%%

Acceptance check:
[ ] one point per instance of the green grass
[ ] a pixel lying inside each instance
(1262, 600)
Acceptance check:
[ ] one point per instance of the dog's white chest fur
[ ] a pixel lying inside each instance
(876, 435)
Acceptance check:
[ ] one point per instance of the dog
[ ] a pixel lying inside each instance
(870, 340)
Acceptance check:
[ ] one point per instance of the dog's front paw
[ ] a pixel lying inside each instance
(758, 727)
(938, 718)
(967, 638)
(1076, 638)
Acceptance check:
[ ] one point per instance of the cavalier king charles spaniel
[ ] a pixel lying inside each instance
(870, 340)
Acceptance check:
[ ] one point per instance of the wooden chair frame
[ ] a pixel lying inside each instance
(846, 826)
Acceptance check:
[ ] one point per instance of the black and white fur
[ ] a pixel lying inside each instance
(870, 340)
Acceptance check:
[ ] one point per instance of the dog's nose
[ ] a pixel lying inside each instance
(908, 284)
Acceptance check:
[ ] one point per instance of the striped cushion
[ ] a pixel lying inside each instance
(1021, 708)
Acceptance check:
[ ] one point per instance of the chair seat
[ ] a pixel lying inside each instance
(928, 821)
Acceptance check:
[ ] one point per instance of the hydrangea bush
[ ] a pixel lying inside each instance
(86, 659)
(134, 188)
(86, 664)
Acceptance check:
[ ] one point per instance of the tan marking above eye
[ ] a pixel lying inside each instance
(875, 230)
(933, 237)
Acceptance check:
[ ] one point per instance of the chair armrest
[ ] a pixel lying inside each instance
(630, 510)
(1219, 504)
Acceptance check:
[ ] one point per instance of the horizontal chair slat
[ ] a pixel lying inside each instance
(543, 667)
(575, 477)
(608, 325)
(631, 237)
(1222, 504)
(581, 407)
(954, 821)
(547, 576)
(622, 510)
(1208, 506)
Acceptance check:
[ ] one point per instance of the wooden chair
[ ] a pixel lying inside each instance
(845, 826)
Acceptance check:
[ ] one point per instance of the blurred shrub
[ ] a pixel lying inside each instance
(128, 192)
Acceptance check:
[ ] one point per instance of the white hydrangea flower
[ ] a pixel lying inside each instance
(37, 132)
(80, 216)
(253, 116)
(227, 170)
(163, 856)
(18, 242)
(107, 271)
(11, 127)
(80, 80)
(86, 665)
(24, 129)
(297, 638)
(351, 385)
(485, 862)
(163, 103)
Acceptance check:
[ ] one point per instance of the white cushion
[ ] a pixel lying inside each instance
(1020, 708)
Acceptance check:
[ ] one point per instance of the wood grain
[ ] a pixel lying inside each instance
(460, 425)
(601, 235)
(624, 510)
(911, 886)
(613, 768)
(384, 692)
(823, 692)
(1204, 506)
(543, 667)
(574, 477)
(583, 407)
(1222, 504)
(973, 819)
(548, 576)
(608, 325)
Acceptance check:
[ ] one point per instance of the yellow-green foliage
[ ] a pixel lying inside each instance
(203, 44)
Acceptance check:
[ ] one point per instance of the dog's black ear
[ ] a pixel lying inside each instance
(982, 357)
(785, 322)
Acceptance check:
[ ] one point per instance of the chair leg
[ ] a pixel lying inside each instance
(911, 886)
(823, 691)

%%
%%

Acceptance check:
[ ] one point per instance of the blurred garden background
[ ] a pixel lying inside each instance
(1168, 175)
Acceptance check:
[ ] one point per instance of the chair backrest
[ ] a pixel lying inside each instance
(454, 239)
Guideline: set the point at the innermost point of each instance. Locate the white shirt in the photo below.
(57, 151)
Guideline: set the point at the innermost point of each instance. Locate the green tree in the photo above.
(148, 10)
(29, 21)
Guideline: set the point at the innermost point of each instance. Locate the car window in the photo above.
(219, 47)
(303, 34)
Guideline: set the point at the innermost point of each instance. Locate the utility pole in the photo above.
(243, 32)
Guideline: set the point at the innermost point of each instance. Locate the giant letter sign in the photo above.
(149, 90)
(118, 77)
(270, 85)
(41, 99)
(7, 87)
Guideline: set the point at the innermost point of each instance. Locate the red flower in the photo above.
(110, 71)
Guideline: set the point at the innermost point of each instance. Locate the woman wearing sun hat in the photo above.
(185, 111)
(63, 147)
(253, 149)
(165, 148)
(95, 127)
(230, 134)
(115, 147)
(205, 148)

%%

EXERCISE AIM:
Count the lines in the items above that contain the word "blurred", and give only that number.

ANSWER TO THIS PROBLEM:
2